Short problem> Edit the material starting with the line that contains "Target: <item>sand ridge</item>" and going on through the line that contains "[[[255,191],[256,97],[1,96],[0,191]]]", replacing "sand ridge" with "dune crest" and leaving everything else unchanged. Return only those lines.
[Start of Raw data]
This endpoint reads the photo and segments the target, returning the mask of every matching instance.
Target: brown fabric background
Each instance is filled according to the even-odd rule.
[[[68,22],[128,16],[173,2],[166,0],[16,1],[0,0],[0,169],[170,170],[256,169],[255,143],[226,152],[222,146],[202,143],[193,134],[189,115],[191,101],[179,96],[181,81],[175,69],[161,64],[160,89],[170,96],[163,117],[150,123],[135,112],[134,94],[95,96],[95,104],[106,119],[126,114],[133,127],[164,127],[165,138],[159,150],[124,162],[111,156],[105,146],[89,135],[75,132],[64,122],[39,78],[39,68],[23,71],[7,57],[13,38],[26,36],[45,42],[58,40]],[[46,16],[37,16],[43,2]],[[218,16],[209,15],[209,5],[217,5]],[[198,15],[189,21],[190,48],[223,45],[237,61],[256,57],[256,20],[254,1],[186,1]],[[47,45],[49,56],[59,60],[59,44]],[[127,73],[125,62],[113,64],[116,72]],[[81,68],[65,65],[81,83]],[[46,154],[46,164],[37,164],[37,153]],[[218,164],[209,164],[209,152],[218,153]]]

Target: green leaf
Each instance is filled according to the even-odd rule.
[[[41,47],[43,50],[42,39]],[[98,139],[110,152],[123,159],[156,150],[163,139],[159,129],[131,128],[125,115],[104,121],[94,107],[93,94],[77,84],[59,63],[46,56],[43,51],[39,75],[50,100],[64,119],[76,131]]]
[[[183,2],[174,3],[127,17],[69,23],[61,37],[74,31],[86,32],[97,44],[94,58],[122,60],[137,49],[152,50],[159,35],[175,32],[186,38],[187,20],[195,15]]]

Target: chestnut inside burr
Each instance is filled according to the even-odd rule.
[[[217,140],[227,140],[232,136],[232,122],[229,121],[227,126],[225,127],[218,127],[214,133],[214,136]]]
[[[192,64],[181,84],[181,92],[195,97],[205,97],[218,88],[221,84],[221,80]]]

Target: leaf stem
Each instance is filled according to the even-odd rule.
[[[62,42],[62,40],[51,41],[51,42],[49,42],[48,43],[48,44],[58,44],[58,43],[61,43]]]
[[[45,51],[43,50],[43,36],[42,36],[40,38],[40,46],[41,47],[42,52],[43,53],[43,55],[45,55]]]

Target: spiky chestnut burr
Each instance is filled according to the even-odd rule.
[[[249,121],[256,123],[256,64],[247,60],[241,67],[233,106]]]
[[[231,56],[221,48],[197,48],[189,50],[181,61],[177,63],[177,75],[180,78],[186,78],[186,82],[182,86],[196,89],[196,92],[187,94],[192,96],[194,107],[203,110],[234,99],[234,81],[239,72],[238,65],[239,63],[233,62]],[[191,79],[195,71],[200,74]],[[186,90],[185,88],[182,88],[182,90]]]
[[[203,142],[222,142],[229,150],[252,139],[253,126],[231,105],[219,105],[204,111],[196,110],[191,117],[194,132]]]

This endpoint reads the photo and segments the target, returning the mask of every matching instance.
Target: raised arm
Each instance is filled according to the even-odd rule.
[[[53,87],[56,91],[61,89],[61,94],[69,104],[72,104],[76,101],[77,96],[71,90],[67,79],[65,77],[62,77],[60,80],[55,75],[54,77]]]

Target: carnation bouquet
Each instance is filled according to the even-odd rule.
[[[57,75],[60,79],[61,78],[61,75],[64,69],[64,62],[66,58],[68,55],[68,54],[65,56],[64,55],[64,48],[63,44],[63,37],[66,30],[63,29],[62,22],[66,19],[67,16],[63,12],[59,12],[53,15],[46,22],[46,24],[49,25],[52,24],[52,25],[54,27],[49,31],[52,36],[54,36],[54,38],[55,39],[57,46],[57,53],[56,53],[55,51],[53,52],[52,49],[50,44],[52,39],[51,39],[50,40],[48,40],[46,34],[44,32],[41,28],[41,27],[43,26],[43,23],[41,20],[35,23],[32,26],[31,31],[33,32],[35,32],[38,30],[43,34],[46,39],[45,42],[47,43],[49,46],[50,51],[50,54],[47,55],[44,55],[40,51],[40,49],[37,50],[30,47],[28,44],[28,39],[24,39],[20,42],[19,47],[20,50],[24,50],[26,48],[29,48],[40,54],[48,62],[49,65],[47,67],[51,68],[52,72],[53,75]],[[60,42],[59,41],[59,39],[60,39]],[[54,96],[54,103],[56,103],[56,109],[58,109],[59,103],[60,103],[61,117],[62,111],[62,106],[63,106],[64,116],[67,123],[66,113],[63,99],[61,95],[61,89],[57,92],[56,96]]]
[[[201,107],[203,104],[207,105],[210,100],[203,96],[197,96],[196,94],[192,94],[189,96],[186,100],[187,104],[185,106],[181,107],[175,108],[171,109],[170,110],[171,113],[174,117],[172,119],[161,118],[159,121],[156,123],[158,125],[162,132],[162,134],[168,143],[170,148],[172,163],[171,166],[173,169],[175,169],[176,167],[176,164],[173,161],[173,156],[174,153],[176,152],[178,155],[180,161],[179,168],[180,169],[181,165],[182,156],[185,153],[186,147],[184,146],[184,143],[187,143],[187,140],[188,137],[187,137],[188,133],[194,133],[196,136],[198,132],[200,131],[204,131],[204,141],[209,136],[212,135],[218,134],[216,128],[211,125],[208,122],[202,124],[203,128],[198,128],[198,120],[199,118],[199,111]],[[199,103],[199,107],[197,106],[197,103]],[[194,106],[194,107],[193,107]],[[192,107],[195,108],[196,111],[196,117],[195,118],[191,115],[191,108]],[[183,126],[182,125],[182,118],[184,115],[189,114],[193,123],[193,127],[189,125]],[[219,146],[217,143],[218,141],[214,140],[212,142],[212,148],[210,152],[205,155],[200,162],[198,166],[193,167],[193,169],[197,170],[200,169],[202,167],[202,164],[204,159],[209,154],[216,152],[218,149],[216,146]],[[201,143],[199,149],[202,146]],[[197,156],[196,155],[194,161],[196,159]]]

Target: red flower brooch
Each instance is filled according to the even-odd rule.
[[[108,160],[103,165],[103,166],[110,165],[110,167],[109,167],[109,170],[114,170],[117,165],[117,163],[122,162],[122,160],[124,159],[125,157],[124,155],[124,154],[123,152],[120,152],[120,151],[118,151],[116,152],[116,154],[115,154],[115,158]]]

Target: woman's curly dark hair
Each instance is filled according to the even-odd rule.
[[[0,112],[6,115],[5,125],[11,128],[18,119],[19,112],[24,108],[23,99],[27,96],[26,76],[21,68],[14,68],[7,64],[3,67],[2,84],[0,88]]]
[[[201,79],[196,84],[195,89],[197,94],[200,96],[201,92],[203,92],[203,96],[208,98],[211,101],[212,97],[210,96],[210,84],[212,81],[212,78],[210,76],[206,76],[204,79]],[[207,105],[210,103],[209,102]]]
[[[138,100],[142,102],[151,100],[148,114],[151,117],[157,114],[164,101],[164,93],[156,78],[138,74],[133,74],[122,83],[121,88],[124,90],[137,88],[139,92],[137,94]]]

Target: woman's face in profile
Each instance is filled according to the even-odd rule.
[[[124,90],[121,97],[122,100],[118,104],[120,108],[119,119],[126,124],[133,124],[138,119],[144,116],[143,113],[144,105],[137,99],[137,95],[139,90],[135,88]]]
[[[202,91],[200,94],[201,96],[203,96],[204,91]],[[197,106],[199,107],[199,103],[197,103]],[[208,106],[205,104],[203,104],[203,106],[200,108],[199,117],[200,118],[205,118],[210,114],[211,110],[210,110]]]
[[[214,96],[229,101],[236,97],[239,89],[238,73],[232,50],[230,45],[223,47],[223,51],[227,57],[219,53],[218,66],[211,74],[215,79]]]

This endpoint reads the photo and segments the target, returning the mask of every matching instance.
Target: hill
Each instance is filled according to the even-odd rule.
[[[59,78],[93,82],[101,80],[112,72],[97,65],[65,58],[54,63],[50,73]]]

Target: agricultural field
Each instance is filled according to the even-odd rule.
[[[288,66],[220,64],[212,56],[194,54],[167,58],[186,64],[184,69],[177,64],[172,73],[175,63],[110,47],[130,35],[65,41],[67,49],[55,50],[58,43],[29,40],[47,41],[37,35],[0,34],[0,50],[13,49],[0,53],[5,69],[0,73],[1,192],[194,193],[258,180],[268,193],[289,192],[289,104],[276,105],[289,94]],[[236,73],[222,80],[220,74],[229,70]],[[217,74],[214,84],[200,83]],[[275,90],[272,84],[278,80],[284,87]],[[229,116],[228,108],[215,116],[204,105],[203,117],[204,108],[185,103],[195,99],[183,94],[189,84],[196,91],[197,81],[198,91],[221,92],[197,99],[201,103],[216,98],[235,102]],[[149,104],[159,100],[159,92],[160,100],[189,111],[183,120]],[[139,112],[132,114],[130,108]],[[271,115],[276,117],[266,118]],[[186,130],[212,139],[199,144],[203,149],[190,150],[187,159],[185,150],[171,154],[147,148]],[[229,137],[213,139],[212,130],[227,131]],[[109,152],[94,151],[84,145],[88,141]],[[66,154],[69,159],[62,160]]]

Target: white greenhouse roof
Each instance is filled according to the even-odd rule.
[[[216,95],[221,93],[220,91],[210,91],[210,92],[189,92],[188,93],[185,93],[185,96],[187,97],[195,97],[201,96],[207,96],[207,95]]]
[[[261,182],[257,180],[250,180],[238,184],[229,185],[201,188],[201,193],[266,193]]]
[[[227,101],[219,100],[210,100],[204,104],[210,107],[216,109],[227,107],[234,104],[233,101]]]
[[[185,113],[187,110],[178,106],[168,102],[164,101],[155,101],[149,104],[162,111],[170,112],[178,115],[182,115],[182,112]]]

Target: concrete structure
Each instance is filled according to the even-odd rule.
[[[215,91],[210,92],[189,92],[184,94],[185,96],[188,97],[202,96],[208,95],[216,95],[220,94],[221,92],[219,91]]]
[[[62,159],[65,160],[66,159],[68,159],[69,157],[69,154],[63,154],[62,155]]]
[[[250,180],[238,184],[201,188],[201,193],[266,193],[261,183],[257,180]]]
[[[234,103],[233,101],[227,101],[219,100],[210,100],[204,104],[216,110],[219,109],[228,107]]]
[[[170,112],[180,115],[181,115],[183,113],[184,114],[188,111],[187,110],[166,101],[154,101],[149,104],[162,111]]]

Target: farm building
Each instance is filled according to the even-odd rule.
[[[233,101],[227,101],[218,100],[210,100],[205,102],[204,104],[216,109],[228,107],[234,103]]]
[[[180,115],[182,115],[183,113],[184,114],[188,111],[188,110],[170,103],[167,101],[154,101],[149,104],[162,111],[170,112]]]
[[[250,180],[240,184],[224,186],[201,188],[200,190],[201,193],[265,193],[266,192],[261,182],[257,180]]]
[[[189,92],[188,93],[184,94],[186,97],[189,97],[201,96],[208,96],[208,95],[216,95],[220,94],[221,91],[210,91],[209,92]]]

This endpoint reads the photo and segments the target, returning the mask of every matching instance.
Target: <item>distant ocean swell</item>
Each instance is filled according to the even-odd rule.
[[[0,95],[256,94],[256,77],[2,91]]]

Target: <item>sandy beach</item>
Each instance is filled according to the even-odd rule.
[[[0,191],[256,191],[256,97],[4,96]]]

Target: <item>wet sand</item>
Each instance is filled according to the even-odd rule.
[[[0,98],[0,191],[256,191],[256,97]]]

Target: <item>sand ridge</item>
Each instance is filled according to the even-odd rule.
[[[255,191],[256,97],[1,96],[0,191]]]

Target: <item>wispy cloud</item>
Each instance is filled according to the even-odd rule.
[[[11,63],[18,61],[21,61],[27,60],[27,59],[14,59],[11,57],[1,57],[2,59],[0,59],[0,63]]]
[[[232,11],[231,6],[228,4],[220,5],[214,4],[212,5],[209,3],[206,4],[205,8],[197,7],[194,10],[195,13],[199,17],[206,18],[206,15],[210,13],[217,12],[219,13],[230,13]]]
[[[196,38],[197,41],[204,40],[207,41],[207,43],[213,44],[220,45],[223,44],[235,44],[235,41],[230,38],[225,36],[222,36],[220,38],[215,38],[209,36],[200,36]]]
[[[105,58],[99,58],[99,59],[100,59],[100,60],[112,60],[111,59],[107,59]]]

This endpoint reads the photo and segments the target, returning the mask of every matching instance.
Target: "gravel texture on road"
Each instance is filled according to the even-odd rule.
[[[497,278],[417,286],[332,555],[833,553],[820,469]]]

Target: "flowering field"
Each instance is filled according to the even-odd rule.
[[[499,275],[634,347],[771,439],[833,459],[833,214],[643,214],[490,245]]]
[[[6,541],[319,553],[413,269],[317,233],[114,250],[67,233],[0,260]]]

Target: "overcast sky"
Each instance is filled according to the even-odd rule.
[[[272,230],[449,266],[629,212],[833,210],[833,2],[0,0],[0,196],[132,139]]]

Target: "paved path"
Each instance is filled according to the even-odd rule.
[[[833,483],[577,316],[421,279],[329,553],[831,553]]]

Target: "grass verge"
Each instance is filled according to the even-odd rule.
[End of Raw data]
Response for this exercise>
Target: <item>dune crest</item>
Each instance is filled according to the even-odd rule.
[[[255,191],[256,97],[1,96],[0,191]]]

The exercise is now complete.